Stated task: Extract each line below that contains the word "chrome", and copy every such line in full.

Stored records:

+---+

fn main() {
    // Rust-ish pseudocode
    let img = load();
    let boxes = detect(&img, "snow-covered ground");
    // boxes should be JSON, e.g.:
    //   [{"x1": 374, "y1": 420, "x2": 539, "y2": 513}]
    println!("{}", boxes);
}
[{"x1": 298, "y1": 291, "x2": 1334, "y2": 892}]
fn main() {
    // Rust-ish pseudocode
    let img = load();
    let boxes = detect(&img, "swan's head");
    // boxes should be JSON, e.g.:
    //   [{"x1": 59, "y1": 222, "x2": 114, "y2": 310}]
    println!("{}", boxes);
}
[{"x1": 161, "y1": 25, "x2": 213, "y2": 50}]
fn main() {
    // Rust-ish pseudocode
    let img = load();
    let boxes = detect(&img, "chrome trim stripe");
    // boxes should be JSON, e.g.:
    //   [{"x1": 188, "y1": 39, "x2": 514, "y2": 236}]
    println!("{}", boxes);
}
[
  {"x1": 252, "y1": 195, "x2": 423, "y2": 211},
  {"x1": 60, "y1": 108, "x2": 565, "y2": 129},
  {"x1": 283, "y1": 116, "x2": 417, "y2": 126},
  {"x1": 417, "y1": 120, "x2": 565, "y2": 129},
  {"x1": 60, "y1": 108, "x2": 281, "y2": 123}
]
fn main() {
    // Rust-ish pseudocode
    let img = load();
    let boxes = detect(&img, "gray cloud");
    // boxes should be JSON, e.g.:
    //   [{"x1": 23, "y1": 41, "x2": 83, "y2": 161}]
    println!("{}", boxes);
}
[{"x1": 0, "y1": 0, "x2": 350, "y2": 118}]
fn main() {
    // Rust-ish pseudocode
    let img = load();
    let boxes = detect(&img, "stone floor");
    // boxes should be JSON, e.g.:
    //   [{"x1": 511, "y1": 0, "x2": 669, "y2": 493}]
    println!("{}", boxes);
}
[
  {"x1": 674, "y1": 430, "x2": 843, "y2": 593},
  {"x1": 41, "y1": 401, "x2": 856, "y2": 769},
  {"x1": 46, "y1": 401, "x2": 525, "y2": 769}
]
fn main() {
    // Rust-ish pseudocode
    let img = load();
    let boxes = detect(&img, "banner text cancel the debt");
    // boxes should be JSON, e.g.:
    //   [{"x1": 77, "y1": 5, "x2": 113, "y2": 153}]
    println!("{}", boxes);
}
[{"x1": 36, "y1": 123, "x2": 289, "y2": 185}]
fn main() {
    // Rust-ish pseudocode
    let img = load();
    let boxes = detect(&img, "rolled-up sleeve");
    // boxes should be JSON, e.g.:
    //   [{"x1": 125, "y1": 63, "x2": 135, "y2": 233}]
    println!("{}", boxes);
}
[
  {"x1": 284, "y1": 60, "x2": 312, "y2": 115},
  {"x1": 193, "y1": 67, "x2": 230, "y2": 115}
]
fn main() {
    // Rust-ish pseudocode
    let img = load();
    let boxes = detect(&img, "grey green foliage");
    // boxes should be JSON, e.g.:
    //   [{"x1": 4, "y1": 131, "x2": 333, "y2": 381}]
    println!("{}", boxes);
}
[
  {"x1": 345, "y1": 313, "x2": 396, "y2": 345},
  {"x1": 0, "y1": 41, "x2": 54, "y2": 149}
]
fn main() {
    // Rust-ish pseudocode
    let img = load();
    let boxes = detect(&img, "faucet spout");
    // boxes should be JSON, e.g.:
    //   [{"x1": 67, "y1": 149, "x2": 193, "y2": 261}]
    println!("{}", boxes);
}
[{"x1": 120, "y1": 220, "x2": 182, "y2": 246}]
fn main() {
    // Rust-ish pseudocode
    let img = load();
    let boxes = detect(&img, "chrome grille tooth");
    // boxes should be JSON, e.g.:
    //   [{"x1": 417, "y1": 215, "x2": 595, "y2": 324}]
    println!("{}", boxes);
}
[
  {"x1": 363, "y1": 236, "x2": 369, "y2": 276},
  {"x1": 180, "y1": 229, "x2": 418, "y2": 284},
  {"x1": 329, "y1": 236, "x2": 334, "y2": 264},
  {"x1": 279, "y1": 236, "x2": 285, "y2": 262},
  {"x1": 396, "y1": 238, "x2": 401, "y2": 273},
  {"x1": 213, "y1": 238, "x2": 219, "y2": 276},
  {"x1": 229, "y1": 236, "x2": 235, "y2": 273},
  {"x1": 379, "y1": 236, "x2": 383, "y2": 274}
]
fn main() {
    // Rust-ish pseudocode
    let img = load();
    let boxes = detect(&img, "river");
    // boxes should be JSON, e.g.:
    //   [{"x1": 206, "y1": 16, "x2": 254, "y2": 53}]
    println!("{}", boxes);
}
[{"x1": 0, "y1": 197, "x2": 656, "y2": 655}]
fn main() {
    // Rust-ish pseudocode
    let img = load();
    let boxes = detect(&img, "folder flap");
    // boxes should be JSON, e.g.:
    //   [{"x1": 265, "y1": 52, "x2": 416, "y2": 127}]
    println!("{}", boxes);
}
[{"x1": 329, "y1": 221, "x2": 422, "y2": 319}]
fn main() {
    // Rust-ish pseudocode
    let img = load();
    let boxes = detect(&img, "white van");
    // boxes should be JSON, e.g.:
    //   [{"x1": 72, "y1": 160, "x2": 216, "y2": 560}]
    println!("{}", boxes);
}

+---+

The answer:
    let boxes = detect(&img, "chrome trim stripe");
    let boxes = detect(&img, "chrome grille tooth");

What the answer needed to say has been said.